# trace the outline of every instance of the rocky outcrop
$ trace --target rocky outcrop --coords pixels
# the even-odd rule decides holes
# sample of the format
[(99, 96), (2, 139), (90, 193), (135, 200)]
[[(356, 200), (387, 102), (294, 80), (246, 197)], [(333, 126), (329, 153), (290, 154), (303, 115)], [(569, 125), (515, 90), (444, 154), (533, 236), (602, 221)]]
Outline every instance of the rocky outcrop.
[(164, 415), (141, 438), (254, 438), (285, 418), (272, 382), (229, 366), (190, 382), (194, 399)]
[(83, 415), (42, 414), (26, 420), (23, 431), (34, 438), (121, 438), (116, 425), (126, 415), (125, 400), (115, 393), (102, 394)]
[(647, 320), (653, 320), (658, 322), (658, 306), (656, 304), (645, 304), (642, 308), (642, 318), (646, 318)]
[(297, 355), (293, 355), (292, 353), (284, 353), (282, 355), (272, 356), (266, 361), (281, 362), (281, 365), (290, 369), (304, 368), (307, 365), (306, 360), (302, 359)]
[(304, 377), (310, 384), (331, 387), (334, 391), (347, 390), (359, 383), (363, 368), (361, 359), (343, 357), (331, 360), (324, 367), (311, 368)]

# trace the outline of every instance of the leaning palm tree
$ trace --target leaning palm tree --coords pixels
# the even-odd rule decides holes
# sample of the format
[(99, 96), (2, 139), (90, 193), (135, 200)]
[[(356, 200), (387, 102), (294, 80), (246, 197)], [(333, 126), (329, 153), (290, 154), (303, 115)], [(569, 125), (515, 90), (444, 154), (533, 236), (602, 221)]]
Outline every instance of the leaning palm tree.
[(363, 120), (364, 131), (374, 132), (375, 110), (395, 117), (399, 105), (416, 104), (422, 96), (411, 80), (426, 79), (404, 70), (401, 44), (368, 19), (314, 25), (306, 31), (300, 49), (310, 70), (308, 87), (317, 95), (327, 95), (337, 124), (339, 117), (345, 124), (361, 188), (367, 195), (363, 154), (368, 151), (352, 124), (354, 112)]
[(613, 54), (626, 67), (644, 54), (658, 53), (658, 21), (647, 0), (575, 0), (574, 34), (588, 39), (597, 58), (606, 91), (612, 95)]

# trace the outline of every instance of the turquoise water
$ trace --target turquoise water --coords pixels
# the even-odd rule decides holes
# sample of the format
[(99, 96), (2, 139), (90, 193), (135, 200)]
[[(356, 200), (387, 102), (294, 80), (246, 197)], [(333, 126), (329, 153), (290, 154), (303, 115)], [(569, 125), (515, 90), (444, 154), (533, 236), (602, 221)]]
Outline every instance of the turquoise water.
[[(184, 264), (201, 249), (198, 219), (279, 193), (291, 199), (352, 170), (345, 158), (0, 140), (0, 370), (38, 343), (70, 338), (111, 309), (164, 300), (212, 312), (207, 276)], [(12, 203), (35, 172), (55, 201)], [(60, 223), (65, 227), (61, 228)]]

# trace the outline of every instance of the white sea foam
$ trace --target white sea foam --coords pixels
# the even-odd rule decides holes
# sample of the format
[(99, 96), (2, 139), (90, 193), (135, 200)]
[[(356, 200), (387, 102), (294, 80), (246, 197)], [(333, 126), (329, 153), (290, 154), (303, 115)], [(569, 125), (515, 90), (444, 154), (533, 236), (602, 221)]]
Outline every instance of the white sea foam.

----------------------------------------

▸ **Given problem**: Reproduce all the rows above, substituting "nonzero winding rule" for every occurrence of "even-odd rule" and changing nothing else.

▸ **Answer to the problem**:
# trace the outline of every instance of the rocky outcrop
$ trace --target rocky outcrop --coords pixels
# the nonzero winding rule decides holes
# sample of the format
[(99, 96), (2, 139), (90, 193), (135, 200)]
[[(356, 200), (387, 102), (294, 80), (246, 197)], [(333, 126), (329, 153), (290, 154), (303, 115)], [(569, 125), (515, 90), (444, 154), (533, 236), (602, 221)]]
Outline every instance of the rocky outcrop.
[(164, 415), (141, 438), (254, 438), (285, 418), (272, 382), (229, 366), (190, 382), (194, 399)]
[(83, 415), (42, 414), (26, 420), (23, 431), (34, 438), (121, 438), (116, 425), (126, 415), (125, 400), (115, 393), (102, 394)]
[(647, 320), (653, 320), (658, 322), (658, 306), (656, 304), (645, 304), (642, 308), (642, 318), (646, 318)]
[(297, 355), (293, 355), (292, 353), (284, 353), (282, 355), (272, 356), (266, 361), (281, 362), (281, 365), (290, 369), (304, 368), (307, 365), (306, 360), (302, 359)]
[(304, 377), (310, 384), (331, 387), (334, 391), (347, 390), (359, 383), (363, 368), (361, 359), (343, 357), (331, 360), (324, 367), (311, 368)]

# trace the outline of every instance of the leaning palm tree
$ trace --target leaning palm tree --coords pixels
# the nonzero winding rule decides holes
# sample of the format
[(99, 96), (2, 139), (90, 193), (135, 200)]
[[(356, 200), (387, 102), (294, 80), (246, 197)], [(333, 126), (329, 153), (290, 154), (303, 115)], [(569, 125), (515, 90), (444, 154), (533, 236), (602, 221)]]
Outline every instance of the leaning palm tree.
[(363, 120), (364, 131), (374, 132), (375, 110), (395, 117), (399, 105), (416, 104), (422, 96), (411, 80), (426, 79), (404, 70), (401, 44), (368, 19), (314, 25), (306, 31), (300, 49), (310, 70), (308, 87), (317, 95), (327, 95), (337, 124), (339, 117), (345, 124), (361, 188), (367, 195), (363, 154), (368, 151), (352, 124), (354, 112)]
[(613, 54), (626, 67), (644, 54), (658, 53), (658, 21), (647, 0), (575, 0), (574, 34), (588, 39), (597, 58), (606, 91), (612, 95)]

# trace the outline of every instance of the turquoise water
$ trace --target turquoise water --coords pixels
# the nonzero winding rule decides holes
# sample of the format
[(99, 96), (2, 139), (90, 193), (135, 200)]
[[(356, 200), (387, 102), (294, 80), (246, 197)], [(333, 126), (329, 153), (290, 154), (303, 115)], [(569, 125), (515, 90), (444, 154), (533, 236), (602, 221)]]
Outline every instance of the turquoise water.
[[(184, 264), (201, 249), (198, 219), (279, 193), (291, 199), (352, 170), (345, 158), (0, 140), (0, 370), (38, 343), (70, 338), (111, 309), (164, 300), (212, 312), (207, 276)], [(12, 203), (35, 172), (55, 201)], [(60, 223), (65, 227), (61, 228)]]

# trace the outline of every instance of the white sea foam
$ trace --target white sea foam --coords pixels
# the nonzero winding rule decides holes
# sample of the format
[(99, 96), (2, 139), (90, 193), (135, 200)]
[[(356, 200), (387, 102), (294, 80), (246, 197)], [(333, 126), (329, 153), (290, 154), (303, 115)], [(569, 125), (515, 90), (444, 154), (533, 236), (602, 221)]]
Outline every instance of the white sea foam.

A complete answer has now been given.